- What to produce: Verbatim output of all the material below is required.

- Stored records:
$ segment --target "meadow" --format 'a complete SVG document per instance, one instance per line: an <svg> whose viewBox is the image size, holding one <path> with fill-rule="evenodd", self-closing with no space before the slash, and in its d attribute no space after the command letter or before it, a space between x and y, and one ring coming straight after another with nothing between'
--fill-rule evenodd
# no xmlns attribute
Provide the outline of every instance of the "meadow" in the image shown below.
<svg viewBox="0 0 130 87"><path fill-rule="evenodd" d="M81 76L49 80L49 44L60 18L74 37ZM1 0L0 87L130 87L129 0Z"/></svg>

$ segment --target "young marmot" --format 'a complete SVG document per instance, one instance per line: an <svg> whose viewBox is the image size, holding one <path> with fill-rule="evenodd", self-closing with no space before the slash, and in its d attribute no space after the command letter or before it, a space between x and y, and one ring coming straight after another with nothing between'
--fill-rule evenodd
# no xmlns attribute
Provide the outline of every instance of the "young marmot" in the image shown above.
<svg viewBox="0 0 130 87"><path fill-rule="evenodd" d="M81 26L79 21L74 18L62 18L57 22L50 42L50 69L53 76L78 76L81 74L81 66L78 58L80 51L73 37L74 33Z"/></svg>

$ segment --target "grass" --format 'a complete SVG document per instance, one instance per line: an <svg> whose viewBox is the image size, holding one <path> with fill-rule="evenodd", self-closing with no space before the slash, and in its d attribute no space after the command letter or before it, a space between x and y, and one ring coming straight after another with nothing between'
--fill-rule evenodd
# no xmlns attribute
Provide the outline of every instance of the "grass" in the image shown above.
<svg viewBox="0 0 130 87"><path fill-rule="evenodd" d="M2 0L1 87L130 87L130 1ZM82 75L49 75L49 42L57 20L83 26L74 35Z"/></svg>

- Output for this exercise:
$ segment --target "meadow" --format 'a complete SVG document per instance, one instance per line: an <svg> whose viewBox is the image size, holding one <path> with fill-rule="evenodd", self-closing with no space before the slash, and in its d attribute no space after the command letter or before it, a space between x and y, and one ring coming straight after another with nothing between'
--fill-rule evenodd
# no xmlns attribute
Provide the outline of every instance of the "meadow" in the image shown below.
<svg viewBox="0 0 130 87"><path fill-rule="evenodd" d="M81 76L49 80L49 44L60 18L74 37ZM1 0L0 87L130 87L129 0Z"/></svg>

$ segment --target "young marmot" --format 'a complete SVG document per instance, one instance per line: an <svg> whose viewBox is the image size, holding one <path> with fill-rule="evenodd", self-closing with no space before the slash, and in its d attribute no space after the command letter or before it, a space between x and y, and one ring coming straight after another with nothing between'
--fill-rule evenodd
# no xmlns attribute
Provide the outline of every instance of the "young marmot" in the image shown above.
<svg viewBox="0 0 130 87"><path fill-rule="evenodd" d="M81 26L79 21L74 18L62 18L57 22L50 42L50 69L53 76L78 76L81 74L81 66L78 58L80 51L73 37L74 33Z"/></svg>

$ segment --target "grass" --format 'a complete SVG document per instance, one instance per line: an <svg> whose viewBox is the image size, holding one <path> with fill-rule="evenodd", self-closing with no space before the slash, and in its d attribute no space after the command letter or before it, a space between x and y, and one ring coming straight after another with nothing between'
--fill-rule evenodd
# no xmlns attribute
Provide the outline of every instance of the "grass" in the image shown above.
<svg viewBox="0 0 130 87"><path fill-rule="evenodd" d="M2 0L1 87L130 87L130 1ZM82 75L49 75L49 42L57 20L83 26L74 35Z"/></svg>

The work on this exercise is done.